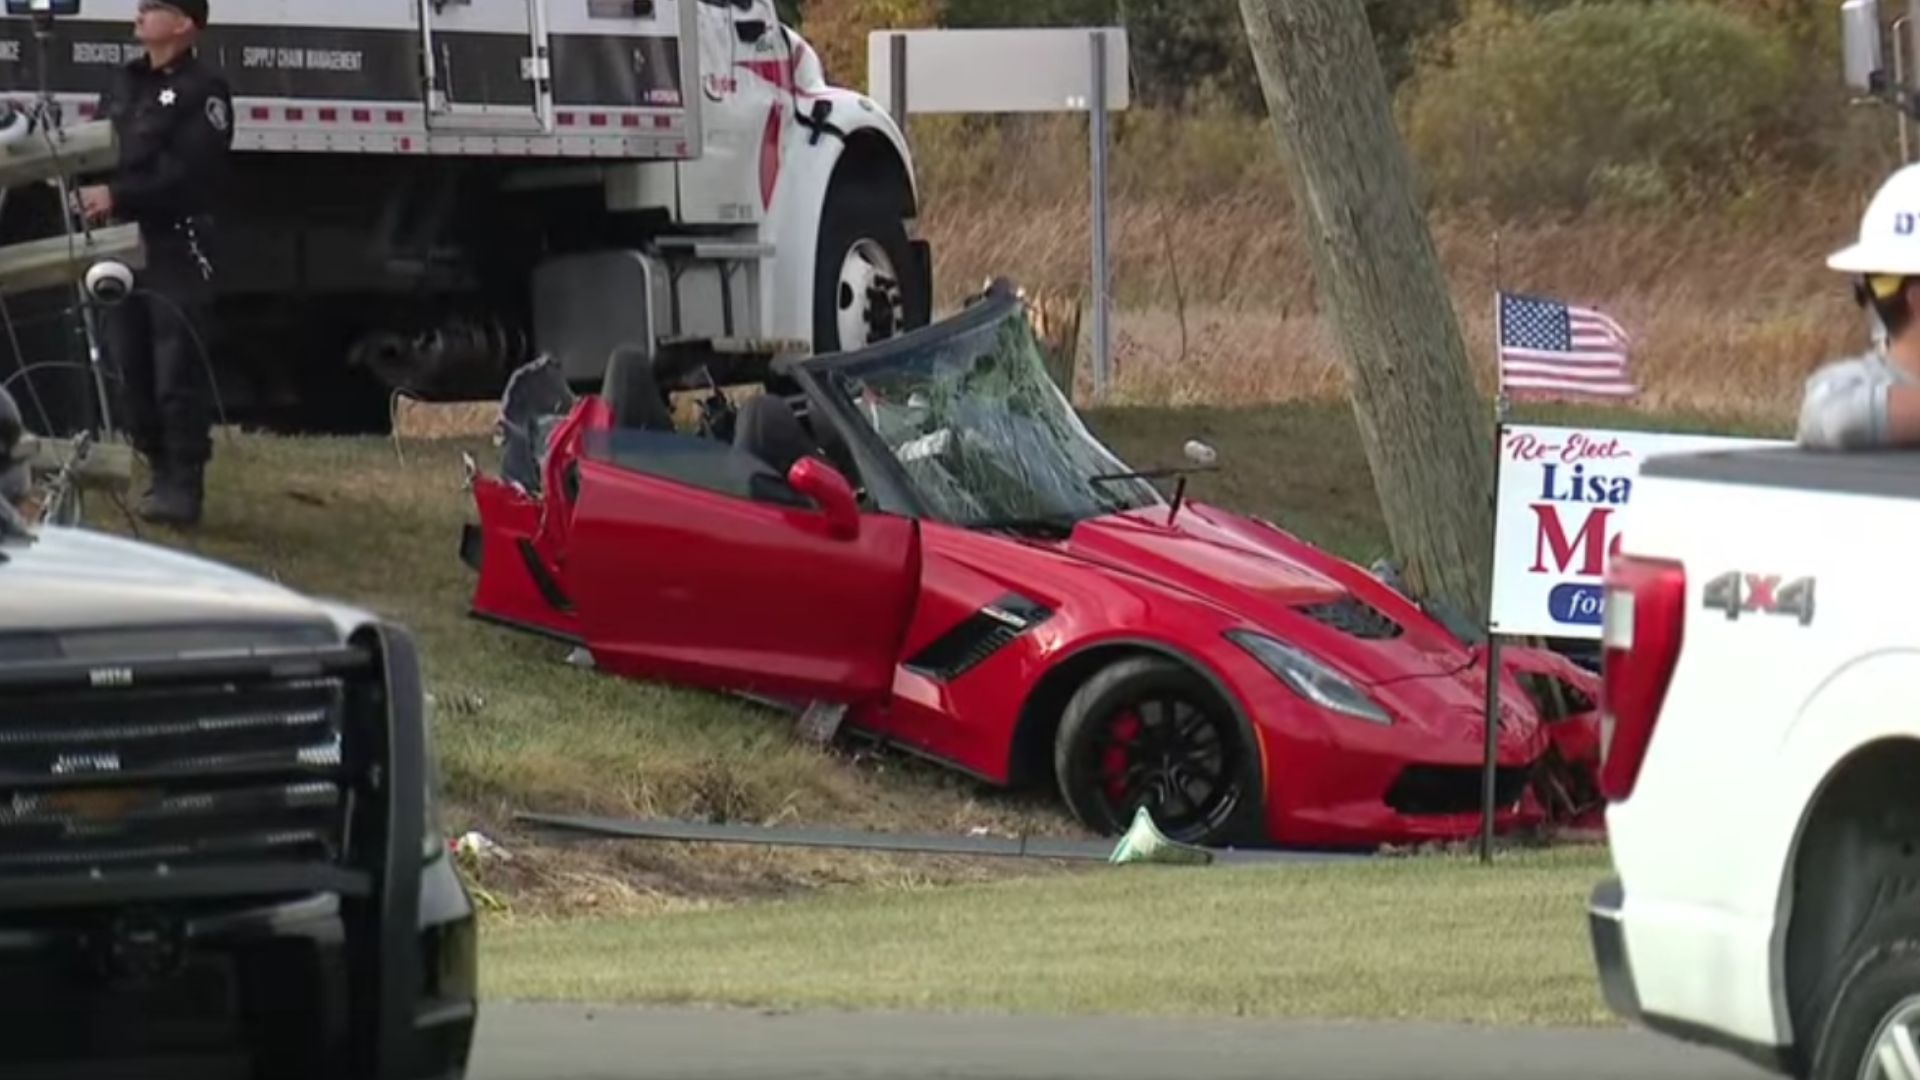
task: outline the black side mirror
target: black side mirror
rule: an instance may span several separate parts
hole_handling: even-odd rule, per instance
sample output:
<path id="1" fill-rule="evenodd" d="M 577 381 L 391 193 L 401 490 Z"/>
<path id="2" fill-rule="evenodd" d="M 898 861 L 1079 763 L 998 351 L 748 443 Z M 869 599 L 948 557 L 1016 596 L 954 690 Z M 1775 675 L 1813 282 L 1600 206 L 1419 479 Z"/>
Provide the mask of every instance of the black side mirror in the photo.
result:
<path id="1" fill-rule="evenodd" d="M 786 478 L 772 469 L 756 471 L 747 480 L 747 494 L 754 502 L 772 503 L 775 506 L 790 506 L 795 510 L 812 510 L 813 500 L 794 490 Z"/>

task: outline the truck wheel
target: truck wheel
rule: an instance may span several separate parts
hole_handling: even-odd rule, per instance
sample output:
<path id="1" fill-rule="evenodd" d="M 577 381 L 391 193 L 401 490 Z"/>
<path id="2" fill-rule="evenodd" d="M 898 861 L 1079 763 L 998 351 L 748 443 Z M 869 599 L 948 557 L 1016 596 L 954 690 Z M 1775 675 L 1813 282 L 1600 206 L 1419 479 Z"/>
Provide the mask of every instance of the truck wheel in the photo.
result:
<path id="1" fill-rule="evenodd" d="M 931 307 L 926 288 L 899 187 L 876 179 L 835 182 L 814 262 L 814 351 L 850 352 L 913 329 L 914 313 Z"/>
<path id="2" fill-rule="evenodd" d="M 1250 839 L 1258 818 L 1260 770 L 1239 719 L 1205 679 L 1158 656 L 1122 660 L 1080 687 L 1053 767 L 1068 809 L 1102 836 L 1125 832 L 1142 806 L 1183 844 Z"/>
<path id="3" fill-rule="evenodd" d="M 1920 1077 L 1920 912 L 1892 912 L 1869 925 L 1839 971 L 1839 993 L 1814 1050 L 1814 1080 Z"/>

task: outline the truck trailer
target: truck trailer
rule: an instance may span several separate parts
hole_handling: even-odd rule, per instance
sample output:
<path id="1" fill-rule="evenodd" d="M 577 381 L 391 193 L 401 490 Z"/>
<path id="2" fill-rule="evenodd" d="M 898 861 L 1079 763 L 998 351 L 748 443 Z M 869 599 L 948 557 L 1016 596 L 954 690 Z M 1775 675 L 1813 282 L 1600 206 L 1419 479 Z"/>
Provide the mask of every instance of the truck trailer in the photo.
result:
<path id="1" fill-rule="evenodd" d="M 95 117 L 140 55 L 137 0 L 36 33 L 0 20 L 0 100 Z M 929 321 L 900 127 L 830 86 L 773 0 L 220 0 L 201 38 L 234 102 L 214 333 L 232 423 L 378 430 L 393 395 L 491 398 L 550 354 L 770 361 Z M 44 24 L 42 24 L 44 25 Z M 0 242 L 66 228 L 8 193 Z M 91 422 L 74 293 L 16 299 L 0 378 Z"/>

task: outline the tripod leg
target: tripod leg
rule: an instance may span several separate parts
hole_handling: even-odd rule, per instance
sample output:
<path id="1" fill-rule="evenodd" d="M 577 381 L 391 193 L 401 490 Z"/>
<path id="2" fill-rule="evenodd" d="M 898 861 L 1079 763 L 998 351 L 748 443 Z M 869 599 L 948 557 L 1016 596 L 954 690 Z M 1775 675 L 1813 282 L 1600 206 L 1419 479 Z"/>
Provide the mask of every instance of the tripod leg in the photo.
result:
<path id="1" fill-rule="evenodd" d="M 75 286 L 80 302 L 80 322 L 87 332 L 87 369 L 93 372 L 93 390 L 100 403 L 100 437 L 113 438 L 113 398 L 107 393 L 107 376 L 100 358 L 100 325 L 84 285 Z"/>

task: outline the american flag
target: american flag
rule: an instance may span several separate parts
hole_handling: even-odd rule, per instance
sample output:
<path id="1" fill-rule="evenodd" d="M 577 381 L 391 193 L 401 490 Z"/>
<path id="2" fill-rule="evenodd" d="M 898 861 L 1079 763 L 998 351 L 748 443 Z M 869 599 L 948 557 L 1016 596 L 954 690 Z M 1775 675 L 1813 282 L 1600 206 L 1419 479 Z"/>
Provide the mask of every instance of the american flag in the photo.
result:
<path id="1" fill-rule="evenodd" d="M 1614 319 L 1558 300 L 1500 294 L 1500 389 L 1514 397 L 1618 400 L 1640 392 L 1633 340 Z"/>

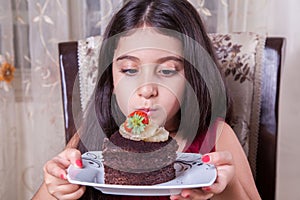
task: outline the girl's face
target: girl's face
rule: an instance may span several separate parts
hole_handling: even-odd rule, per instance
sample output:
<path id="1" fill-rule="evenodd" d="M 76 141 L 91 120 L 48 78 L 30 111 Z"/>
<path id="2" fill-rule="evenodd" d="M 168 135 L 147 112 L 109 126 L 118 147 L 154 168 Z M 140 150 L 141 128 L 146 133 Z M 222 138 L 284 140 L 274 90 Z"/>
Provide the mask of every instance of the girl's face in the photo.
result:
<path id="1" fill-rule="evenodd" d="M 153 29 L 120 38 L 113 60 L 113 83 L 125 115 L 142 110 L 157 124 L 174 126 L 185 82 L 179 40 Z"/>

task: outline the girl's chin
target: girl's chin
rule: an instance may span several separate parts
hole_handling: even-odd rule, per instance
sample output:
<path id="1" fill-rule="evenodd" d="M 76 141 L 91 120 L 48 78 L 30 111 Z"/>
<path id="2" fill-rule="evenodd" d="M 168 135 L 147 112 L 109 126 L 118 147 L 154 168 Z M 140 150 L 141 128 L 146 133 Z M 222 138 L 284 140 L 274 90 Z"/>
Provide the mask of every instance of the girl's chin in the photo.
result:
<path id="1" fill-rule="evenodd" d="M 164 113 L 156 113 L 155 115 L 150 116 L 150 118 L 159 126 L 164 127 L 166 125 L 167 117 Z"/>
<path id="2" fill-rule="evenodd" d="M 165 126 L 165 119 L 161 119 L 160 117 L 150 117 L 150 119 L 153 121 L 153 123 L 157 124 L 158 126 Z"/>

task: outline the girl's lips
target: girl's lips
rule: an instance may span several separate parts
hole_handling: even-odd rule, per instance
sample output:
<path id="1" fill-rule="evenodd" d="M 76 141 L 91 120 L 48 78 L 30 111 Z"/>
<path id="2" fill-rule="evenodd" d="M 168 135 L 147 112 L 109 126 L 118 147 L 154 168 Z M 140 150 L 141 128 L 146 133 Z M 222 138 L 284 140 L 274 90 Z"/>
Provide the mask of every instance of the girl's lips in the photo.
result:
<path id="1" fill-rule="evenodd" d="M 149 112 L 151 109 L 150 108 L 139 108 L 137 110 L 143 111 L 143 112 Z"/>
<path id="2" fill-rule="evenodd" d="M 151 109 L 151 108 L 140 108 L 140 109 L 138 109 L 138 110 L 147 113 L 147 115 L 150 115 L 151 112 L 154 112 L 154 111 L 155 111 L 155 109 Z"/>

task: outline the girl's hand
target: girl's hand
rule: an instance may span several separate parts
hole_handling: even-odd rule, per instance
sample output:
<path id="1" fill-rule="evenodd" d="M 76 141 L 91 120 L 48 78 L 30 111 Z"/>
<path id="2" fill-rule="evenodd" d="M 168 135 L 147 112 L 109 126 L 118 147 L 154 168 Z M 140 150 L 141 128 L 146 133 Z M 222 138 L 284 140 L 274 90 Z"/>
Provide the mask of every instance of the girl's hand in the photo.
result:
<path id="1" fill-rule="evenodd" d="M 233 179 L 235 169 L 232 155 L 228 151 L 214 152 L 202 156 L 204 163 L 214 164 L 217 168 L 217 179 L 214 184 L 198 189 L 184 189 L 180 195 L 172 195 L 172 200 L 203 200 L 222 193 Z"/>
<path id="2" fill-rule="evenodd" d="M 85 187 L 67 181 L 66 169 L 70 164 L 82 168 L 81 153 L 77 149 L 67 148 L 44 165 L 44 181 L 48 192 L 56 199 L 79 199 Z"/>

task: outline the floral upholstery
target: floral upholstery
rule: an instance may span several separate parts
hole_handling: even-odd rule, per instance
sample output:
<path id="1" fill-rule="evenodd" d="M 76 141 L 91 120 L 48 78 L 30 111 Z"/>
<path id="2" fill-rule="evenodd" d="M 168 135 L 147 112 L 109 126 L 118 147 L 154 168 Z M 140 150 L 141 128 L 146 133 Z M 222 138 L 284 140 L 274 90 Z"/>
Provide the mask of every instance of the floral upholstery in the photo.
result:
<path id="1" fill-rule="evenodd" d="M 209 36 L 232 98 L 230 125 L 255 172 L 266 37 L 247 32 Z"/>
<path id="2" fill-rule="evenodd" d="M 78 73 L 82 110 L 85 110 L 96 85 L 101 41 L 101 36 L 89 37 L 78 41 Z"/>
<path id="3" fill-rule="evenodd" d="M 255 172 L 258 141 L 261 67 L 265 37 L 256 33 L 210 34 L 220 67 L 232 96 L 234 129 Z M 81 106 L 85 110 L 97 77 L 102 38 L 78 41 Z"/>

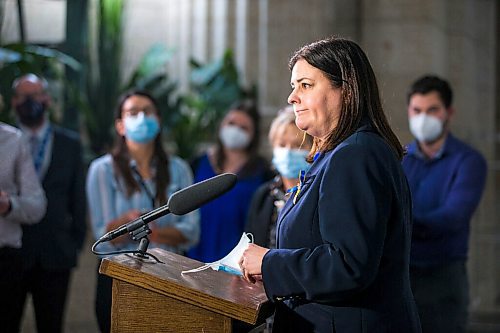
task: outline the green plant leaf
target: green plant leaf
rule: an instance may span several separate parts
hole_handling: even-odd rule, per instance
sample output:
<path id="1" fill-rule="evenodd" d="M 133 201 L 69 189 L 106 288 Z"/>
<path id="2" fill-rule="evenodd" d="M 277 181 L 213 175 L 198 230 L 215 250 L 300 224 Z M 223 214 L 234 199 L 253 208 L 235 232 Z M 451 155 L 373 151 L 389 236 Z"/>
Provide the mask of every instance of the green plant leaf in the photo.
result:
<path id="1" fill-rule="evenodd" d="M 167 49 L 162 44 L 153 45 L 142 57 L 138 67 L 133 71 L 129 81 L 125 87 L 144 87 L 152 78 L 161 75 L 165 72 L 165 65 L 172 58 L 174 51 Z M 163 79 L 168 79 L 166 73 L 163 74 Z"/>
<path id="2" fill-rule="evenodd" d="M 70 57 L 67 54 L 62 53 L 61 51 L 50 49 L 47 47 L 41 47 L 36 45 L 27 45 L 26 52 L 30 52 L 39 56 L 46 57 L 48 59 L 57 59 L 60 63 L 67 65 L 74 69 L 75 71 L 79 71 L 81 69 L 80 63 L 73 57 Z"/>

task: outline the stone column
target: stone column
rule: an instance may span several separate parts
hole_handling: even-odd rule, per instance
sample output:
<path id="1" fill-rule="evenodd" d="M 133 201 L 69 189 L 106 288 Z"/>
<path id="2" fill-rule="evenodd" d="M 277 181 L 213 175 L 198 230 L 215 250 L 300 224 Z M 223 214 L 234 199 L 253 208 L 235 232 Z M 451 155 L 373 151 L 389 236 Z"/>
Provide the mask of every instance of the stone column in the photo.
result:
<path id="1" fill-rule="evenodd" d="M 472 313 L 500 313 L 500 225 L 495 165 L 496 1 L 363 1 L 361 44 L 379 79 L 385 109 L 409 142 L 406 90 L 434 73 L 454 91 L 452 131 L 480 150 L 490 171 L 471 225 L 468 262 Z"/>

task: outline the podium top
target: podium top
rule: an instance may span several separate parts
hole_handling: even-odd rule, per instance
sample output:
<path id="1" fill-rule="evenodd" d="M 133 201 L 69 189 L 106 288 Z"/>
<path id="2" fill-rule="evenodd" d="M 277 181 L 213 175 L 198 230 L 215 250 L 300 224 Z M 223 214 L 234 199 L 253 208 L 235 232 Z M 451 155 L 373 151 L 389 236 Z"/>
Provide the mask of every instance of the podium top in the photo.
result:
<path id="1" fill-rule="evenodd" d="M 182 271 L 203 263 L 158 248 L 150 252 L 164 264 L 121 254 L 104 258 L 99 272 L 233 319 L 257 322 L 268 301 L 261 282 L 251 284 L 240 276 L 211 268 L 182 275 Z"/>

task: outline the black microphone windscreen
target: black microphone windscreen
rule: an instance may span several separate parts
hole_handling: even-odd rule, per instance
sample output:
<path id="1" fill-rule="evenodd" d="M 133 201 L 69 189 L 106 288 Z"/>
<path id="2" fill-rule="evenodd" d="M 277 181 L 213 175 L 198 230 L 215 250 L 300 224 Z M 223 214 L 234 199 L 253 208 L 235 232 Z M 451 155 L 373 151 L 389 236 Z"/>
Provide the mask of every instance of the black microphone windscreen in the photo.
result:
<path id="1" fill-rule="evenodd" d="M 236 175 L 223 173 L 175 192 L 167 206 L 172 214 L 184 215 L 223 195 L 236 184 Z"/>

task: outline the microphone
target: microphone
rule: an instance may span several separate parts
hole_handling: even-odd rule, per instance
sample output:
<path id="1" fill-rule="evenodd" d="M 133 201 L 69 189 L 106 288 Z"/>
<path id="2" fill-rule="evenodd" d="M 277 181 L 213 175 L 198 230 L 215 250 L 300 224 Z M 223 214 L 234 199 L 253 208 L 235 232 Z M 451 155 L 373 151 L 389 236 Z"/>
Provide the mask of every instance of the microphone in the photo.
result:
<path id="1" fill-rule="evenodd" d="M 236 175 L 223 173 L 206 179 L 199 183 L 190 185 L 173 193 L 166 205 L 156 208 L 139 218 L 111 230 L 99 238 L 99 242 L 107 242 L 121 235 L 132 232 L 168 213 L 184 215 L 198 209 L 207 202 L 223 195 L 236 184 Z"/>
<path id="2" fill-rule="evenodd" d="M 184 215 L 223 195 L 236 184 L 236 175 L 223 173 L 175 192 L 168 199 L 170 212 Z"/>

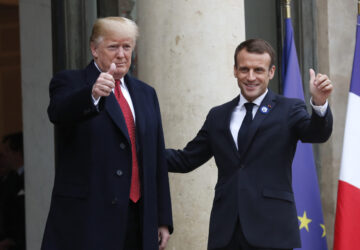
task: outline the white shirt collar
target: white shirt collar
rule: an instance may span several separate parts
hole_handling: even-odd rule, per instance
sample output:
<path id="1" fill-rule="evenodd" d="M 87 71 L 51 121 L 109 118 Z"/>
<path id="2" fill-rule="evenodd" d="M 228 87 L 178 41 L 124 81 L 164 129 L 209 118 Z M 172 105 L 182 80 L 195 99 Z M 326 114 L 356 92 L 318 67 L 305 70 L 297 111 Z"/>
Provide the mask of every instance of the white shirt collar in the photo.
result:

.....

▸ Exercise aim: Search the listing above for "girl" and copy every line that has it.

▸ Solution to the exercise:
task: outline the girl's face
target: girl's face
Provide the mask of every instance of the girl's face in the photo.
task: outline the girl's chin
target: girl's chin
Provide the mask of every instance of the girl's chin in the photo.
task: outline the girl's lips
target: girl's lips
Provide the mask of every instance of the girl's lips in the photo.
task: outline the girl's hand
target: girl's hand
Provide the mask of every instance of the girl's hand in the photo.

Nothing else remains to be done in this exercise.